Material to process
━━━━━━━━━━━━━━━━━━━━━━━━━━━━━━

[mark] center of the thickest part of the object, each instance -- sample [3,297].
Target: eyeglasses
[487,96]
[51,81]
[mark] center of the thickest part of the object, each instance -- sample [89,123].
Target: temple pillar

━━━━━━━━━━━━━━━━━━━━━━━━━━━━━━

Given problem
Render the rows above as a numbered list, leaving out any blank lines.

Correct response
1. [mark] center of the thickest part of the object, each instance -- sample [3,297].
2. Target: eyeglasses
3. [487,96]
4. [51,81]
5. [mark] center of the thickest part of the object, each instance -- sample [89,123].
6. Target: temple pillar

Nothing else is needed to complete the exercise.